(DESCRIPTION OF THE TASK):
Report each line of the records below that contains the word "water", copying every such line in full. Case counts when matching.
━━ PROVIDED RECORDS
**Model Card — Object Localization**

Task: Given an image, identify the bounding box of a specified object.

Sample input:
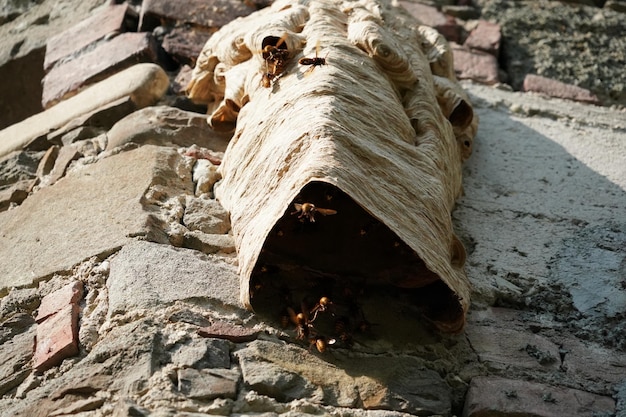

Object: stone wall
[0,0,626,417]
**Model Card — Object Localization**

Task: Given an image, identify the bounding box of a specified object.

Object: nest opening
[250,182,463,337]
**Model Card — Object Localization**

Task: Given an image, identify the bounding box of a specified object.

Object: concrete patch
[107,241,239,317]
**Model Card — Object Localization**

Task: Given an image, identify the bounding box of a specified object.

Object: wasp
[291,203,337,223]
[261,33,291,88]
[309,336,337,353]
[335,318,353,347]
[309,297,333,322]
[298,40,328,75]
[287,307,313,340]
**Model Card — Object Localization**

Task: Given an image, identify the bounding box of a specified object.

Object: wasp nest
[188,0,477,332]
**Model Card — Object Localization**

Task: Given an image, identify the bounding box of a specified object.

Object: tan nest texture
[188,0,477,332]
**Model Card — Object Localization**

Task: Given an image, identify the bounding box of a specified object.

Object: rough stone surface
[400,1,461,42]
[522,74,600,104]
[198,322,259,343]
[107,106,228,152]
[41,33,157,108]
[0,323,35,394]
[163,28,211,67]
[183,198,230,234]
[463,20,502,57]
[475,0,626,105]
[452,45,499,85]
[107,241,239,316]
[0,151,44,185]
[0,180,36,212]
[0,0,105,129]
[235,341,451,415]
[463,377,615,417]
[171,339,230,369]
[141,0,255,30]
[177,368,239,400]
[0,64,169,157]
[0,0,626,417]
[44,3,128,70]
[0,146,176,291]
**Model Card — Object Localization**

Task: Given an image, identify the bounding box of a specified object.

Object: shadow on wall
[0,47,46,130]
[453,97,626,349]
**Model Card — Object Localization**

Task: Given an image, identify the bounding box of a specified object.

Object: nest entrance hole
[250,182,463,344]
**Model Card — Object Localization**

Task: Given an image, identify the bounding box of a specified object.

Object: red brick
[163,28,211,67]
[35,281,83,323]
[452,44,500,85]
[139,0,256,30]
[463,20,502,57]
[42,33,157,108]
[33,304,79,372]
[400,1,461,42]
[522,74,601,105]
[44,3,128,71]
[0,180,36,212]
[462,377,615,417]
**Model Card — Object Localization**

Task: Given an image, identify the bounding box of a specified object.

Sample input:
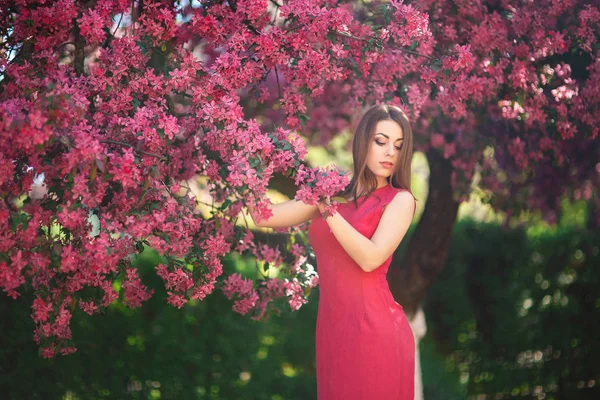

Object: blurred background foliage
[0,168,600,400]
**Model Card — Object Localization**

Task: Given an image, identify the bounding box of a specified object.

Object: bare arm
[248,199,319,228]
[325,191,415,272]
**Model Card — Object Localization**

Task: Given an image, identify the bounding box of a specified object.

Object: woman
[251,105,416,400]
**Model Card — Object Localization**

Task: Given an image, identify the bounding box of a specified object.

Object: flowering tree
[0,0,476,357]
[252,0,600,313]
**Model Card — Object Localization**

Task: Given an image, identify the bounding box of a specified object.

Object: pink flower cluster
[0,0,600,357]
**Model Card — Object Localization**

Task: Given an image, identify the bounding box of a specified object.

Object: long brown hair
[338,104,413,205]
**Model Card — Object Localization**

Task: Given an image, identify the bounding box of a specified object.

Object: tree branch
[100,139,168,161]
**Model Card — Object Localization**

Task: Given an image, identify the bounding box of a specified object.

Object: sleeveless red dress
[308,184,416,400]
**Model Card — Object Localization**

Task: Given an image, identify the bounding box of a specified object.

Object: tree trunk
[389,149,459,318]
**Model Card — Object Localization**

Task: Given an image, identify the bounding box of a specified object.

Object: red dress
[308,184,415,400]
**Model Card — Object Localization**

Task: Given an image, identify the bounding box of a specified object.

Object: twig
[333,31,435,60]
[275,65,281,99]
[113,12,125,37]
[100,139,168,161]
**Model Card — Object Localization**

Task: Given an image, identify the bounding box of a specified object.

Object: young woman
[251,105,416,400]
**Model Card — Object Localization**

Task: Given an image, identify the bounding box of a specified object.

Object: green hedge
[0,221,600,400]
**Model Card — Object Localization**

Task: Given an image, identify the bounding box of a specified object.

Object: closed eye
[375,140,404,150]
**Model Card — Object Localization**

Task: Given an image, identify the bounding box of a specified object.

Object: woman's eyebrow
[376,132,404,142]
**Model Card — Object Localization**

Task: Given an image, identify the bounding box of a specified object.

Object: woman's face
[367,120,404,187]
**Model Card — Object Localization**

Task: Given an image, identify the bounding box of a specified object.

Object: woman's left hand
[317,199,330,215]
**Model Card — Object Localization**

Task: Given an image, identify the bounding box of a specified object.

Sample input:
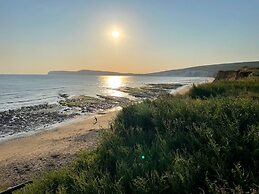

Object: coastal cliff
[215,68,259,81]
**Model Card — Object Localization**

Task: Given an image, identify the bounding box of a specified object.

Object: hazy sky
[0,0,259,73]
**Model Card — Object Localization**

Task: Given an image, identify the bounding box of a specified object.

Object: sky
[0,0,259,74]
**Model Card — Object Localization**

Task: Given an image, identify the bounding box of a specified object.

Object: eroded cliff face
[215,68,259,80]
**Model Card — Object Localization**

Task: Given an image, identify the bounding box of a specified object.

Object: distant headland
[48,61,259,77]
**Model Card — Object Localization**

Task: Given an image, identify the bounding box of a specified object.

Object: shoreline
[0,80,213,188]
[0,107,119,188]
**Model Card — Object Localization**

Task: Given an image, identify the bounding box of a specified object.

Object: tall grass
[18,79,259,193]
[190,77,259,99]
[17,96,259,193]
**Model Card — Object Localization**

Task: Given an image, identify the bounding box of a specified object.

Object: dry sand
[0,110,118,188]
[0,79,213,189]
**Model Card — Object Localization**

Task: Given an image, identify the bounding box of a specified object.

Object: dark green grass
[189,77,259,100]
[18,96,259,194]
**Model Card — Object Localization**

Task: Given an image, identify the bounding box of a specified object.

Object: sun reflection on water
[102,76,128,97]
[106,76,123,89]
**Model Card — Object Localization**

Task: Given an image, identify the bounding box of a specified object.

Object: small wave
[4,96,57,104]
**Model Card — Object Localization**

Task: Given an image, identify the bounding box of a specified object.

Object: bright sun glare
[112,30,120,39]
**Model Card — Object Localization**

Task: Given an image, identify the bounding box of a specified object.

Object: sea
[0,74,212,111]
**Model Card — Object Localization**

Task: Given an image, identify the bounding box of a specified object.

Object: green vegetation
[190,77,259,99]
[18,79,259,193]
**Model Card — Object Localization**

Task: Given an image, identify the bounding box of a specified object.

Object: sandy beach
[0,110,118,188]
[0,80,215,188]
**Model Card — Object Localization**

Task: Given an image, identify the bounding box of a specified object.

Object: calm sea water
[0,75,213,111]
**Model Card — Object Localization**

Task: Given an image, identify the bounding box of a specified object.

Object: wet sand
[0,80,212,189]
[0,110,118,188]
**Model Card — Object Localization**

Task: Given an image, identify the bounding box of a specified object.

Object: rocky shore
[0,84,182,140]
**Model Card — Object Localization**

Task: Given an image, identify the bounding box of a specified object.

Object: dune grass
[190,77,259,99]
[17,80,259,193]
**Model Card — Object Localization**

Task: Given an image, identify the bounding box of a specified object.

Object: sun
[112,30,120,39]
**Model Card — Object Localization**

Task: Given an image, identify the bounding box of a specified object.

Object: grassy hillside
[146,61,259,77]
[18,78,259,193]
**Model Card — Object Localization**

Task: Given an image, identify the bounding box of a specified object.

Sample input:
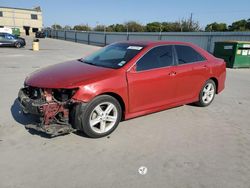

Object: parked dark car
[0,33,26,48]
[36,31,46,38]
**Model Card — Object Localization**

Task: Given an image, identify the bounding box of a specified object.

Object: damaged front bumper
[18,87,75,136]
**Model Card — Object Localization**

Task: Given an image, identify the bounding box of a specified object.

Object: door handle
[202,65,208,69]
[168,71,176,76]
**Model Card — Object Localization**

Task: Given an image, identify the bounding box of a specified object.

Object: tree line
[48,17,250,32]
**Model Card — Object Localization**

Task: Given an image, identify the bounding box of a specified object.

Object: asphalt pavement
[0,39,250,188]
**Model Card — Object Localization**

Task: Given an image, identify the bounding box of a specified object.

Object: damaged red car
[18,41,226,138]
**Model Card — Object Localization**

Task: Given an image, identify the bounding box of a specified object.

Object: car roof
━━━━
━━ PROVIDED RECORDS
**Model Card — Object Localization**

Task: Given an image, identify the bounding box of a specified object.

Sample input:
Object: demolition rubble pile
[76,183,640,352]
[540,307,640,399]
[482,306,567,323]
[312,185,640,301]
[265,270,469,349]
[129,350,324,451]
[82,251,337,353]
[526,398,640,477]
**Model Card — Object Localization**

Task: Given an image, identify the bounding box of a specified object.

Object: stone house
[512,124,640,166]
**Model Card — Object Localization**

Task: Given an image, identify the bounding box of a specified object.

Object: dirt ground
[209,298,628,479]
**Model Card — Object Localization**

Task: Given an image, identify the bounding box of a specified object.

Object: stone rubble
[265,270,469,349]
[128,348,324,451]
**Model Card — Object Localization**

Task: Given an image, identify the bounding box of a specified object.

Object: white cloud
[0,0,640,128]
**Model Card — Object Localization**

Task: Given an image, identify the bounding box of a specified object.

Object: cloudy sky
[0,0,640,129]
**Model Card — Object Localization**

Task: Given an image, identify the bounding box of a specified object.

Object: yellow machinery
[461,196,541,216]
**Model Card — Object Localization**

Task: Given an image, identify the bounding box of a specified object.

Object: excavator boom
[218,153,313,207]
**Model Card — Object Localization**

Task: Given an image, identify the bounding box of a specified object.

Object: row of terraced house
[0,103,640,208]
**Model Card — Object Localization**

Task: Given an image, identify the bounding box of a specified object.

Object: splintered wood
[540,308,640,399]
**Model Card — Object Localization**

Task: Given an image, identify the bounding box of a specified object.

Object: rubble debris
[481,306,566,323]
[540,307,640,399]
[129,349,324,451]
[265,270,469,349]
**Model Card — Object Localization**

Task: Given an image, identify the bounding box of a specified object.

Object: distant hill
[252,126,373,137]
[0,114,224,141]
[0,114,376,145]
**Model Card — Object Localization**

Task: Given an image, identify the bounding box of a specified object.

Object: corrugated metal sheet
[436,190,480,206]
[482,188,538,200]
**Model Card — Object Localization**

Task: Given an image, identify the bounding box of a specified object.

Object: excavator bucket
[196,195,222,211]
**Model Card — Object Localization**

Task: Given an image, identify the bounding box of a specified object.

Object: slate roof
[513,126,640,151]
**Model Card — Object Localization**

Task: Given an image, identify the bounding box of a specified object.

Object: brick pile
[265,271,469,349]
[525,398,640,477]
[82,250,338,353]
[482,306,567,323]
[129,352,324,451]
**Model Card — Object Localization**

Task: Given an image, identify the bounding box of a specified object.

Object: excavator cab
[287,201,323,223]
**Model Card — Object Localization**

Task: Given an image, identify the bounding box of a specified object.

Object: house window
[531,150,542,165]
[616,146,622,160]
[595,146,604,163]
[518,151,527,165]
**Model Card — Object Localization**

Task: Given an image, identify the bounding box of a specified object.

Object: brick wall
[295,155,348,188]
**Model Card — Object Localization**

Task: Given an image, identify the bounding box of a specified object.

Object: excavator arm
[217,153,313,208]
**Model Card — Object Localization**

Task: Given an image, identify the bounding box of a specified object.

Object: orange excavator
━━━━
(SOLUTION FOR THIS TASK):
Object: sun reflection on water
Object: calm sea water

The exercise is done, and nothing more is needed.